• **EXCERPTED TEXT**:
Would a combination of bleach and ultraviolet light sanitize hospital rooms?  How might medical practitioners distinguish patients who need antibiotics from those who do not?  What, if any, strategy could be implemented to anticipate when medical devices increase a patient s risk of infection?  The Centers for Disease Control (CDC) has awarded $10 million to five medical centers to answer important questions like these and develop innovative strategies to combat the estimated 1.7 million hospital associated infections (HAIs) that occur annually in the United States alone.

The peer-reviewed grant, issued every five years, is funded through CDC s Prevention Epicenters program, which began in 1997 as a joint effort between the Division of Healthcare Quality Promotion (DHQP) and academic partners as a way to reduce HAIs through research and innovative, clinical practices.  The program places an emphasis on collaborative, multi-center research projects.

• **WHAT TO WORK ON**:
(A) Answer these questions about the passage on CDC infection-prevention grants:
(i) How much money did the CDC award, and to how many medical centers?
(ii) In what year did the Prevention Epicenters program begin?
(iii) How often is the grant issued?
(B) Carry on the passage about the CDC's Prevention Epicenters grants, picking up after its last sentence.

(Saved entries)
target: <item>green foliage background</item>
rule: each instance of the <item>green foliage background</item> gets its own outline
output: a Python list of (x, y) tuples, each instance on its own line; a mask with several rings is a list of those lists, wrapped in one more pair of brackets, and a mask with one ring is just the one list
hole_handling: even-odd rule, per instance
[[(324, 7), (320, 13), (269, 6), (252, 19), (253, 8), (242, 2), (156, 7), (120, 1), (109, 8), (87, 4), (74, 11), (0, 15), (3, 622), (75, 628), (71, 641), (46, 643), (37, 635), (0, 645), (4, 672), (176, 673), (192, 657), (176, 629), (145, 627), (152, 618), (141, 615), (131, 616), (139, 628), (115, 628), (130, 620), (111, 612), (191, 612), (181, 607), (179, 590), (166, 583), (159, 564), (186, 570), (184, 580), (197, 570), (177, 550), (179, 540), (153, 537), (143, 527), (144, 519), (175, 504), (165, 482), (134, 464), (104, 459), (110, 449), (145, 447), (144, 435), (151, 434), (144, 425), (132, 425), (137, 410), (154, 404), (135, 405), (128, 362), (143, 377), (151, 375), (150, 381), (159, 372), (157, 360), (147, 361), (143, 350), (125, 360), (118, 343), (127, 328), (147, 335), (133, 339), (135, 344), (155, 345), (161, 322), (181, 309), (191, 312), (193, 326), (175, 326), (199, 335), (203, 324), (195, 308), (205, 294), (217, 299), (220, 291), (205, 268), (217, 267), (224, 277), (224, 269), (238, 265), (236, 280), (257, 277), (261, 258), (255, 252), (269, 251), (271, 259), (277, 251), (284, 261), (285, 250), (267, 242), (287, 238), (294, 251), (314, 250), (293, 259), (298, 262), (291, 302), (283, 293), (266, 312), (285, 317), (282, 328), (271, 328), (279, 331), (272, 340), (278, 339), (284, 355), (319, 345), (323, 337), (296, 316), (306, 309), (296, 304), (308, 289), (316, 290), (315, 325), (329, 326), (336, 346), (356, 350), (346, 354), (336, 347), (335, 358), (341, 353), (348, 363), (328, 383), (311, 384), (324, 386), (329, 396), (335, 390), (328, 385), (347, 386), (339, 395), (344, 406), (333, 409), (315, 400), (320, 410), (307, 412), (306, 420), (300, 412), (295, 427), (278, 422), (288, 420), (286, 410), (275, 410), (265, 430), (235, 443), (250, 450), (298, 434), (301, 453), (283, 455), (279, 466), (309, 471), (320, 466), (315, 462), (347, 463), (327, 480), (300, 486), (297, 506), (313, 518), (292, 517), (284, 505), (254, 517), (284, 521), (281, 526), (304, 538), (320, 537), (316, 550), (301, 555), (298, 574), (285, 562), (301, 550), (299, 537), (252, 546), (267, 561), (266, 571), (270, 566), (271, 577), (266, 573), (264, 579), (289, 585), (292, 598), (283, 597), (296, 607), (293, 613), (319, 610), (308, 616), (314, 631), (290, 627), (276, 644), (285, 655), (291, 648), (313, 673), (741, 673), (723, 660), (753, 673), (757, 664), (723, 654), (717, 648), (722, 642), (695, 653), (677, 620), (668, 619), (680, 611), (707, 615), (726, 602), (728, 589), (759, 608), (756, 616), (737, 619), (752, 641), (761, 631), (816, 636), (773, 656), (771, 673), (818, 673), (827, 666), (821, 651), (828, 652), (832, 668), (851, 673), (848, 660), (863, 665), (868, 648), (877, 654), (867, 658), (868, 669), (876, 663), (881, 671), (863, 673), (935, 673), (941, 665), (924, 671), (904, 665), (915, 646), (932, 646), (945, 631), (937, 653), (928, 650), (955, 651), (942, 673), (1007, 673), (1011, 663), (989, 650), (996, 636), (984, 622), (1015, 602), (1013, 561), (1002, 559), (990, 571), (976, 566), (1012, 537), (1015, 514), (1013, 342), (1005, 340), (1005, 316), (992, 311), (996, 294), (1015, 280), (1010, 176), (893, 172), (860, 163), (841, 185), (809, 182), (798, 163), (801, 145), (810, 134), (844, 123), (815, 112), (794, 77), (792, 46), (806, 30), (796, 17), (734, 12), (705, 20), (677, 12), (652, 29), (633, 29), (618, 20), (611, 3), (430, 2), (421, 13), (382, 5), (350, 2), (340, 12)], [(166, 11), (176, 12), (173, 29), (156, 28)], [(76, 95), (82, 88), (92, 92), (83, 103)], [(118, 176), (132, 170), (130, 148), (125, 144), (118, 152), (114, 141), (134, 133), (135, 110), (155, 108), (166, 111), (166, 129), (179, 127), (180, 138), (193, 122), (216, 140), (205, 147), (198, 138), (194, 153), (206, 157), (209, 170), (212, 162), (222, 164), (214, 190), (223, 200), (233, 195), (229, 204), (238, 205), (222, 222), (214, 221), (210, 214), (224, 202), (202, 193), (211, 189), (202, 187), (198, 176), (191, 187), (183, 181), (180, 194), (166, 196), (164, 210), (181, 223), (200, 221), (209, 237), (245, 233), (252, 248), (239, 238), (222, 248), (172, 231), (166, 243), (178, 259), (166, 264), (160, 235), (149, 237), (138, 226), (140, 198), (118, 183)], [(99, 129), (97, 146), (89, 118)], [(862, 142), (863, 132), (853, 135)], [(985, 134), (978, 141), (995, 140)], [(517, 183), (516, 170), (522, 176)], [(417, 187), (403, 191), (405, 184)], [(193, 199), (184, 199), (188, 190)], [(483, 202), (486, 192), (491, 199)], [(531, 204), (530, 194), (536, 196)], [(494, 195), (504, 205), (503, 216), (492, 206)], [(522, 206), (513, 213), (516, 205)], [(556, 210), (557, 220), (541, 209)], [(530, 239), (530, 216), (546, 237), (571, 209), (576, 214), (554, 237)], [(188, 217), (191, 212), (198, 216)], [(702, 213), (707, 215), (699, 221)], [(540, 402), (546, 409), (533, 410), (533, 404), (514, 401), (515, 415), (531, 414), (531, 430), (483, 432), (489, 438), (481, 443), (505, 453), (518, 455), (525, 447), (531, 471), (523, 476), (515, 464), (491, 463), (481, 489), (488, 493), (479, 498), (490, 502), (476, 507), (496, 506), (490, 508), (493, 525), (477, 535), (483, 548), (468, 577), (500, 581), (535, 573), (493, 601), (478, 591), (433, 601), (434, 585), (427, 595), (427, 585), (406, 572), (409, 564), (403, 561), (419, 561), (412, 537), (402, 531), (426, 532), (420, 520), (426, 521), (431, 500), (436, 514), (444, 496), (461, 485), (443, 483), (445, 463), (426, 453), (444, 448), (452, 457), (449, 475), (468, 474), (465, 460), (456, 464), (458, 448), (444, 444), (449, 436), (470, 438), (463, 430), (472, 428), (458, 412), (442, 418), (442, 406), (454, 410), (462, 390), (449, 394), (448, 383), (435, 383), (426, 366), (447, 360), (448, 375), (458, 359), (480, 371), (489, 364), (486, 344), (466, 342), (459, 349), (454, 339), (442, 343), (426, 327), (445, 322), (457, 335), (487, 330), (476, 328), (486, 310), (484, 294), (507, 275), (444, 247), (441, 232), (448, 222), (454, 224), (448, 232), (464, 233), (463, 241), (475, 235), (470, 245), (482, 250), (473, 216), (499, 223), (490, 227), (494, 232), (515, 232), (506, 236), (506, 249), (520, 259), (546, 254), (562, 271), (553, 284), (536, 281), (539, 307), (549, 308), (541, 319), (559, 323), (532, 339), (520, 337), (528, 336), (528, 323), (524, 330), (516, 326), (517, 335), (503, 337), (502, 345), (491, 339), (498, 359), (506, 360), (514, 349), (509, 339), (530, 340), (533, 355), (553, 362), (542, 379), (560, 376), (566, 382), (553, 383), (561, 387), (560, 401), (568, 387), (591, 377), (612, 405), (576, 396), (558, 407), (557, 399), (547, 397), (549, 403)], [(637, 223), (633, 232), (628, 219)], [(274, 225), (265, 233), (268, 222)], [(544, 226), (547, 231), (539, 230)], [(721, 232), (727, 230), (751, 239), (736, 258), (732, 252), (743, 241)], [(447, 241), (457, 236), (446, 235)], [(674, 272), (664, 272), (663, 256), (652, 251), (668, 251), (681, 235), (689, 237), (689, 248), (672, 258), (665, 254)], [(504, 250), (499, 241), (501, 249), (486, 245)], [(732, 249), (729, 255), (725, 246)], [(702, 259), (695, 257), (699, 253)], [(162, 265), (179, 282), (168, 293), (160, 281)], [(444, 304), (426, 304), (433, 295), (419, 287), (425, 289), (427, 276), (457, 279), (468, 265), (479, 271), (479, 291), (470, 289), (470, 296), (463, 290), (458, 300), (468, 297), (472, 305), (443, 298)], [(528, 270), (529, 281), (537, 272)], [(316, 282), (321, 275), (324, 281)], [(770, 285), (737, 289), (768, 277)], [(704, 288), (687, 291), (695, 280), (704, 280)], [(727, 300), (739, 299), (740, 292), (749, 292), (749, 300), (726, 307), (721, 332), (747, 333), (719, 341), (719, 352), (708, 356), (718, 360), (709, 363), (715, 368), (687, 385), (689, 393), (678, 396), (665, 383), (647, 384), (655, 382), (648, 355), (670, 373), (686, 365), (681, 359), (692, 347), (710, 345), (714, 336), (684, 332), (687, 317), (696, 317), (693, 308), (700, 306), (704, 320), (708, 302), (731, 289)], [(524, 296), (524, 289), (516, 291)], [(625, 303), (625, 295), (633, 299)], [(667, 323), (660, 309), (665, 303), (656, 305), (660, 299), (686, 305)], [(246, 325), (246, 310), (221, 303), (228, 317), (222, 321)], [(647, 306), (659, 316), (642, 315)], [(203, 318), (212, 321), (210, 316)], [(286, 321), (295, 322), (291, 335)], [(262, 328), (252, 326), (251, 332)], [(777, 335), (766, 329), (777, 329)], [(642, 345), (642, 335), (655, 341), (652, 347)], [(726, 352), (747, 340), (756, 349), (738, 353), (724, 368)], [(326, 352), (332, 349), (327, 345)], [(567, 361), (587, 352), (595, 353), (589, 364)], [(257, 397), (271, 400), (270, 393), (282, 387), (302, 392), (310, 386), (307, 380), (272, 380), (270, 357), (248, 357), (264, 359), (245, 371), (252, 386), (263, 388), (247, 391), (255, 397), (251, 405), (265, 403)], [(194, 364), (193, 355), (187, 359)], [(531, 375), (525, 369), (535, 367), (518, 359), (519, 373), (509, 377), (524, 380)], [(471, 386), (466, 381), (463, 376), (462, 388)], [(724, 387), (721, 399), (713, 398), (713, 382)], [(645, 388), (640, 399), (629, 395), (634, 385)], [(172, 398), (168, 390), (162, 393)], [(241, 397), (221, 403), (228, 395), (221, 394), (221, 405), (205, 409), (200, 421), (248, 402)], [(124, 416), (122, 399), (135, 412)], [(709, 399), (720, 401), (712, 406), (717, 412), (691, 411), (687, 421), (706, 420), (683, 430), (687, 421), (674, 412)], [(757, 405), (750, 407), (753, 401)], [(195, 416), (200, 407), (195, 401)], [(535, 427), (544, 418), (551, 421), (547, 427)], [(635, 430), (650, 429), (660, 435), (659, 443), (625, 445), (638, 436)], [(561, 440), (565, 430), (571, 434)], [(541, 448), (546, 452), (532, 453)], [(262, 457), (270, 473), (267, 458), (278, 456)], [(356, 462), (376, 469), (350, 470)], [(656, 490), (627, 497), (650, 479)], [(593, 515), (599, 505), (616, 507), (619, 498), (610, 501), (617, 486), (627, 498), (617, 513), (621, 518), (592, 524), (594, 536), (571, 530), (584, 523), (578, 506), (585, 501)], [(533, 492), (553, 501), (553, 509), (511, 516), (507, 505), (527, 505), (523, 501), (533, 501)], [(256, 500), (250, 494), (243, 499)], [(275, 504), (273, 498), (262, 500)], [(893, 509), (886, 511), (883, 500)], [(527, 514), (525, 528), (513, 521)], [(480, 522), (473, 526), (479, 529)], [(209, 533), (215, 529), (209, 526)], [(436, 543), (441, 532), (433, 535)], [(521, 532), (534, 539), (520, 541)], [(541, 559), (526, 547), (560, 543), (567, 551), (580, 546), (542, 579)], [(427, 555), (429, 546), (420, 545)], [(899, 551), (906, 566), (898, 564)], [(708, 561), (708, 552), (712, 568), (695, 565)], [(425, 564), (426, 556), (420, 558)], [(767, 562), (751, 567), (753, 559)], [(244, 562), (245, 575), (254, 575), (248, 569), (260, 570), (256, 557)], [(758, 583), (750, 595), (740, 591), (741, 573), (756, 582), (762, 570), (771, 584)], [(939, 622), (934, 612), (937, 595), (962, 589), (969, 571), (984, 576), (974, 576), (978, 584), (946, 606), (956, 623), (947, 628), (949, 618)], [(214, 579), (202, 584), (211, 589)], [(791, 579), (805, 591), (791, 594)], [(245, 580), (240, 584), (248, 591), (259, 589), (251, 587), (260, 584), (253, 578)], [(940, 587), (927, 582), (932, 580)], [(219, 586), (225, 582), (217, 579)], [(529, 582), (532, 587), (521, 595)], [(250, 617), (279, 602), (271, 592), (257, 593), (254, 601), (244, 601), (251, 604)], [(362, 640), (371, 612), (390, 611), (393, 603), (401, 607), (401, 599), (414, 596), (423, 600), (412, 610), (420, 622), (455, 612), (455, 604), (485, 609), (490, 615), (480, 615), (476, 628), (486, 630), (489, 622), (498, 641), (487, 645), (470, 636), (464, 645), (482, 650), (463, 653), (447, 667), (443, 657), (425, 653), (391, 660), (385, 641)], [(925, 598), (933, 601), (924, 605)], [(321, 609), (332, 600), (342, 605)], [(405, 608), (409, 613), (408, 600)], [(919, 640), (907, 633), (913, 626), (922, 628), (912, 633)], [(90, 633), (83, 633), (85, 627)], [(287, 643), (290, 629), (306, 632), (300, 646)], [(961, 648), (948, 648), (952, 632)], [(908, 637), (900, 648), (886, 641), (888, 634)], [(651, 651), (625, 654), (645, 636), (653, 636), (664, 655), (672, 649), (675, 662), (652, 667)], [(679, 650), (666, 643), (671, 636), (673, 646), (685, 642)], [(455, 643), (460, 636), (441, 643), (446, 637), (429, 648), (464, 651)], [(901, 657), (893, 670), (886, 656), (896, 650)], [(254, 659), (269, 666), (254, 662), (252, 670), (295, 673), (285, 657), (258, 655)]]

• **RESPONSES TO THE EXERCISE**:
(A)
(i) $10 million, to five medical centers
(ii) 1997
(iii) Every five years

(B)
Past grantees have a successful track record of increasing information sharing among healthcare centers, coordinating surveillance practices, and inhibiting the spread of bacteria through preventative techniques that lead to cleaner, safer treatment facilities.  Grant recipients include the Chicago Antimicrobial Resistance and Infection Prevention Epicenter, the Duke University Prevention Epicenter, the Translation Prevention Research Epicenter, Southeastern Pennsylvania Adult and Pediatric Prevention Epicenter Network, and Washington University and BJC Epi-Center for Prevention of Healthcare Associated Infections.